**ACTIVITY A:** Copy the stretch of the Pluragrotta passage from "The damming of" through "subterranean water-filled caves." word for word.
**ACTIVITY B:** Using the Pluragrotta passage, state who made the first known dive in the cave.

**PASSAGE PROVIDED:**
::::::::::

The damming of lake Kallvatnet in the mid-1960s greatly reduced water flow in the partially subterranean Plura river, making diving possible in the cave.

The first known dive in Pluragrotta was done by Svein Grundstrøm and Bjørn Fagertun in 1980. They are believed to have dived to 135 metres.

In 1987 a group of ten Norwegian divers started to explore the Pluragrotta's underwater cave system. Most of the divers were working as Fire brigade-officers in Oslo brannvesen and they did the exploration on their own time without sponsors. By 1997 they had surveyed large parts of almost three kilometers of the subterranean water-filled caves.
Their work became known when NRK in 1997 aired a program about it in the series (Out into the Nature) when seven members of Norsk teknisk dykkekrets presented the Pluragrotta on TV. They had the cooperation of S. E. Lauritzen at the University of Bergen who at the time was the only one in Norway doing professional research on the caves.

::::::::::

**RECORDS PROVIDED:**

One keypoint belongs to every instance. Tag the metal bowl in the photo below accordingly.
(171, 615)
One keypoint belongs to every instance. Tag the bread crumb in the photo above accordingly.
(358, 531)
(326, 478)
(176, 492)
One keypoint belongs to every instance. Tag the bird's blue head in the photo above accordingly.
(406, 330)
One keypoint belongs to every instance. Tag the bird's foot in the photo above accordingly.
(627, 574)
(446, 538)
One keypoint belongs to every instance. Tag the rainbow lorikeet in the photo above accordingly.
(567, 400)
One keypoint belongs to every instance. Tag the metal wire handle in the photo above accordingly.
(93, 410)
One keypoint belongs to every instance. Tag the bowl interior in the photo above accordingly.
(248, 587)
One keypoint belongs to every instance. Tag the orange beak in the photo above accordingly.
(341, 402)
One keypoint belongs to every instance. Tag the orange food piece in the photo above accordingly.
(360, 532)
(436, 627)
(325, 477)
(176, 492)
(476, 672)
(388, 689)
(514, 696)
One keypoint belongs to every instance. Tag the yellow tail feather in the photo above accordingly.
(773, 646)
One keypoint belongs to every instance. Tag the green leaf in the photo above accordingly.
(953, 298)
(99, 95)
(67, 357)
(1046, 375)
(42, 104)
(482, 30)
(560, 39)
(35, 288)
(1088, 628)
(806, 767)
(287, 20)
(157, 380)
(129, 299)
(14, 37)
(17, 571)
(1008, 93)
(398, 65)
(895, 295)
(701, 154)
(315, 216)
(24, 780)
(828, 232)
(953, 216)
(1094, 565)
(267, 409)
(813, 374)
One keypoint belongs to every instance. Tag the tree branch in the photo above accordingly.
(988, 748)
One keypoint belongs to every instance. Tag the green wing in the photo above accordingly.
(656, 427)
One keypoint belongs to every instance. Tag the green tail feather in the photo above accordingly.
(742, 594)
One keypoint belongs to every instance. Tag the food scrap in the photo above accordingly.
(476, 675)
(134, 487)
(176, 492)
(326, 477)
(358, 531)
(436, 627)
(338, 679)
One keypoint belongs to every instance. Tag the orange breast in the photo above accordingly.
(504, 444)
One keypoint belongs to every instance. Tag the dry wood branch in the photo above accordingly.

::::::::::

**ANSWER SECTION A:**
The damming of lake Kallvatnet in the mid-1960s greatly reduced water flow in the partially subterranean Plura river, making diving possible in the cave.

The first known dive in Pluragrotta was done by Svein Grundstrøm and Bjørn Fagertun in 1980. They are believed to have dived to 135 metres.

In 1987 a group of ten Norwegian divers started to explore the Pluragrotta's underwater cave system. Most of the divers were working as Fire brigade-officers in Oslo brannvesen and they did the exploration on their own time without sponsors. By 1997 they had surveyed large parts of almost three kilometers of the subterranean water-filled caves.

**ANSWER SECTION B:** Svein Grundstrøm and Bjørn Fagertun made the first known dive in Pluragrotta, in 1980.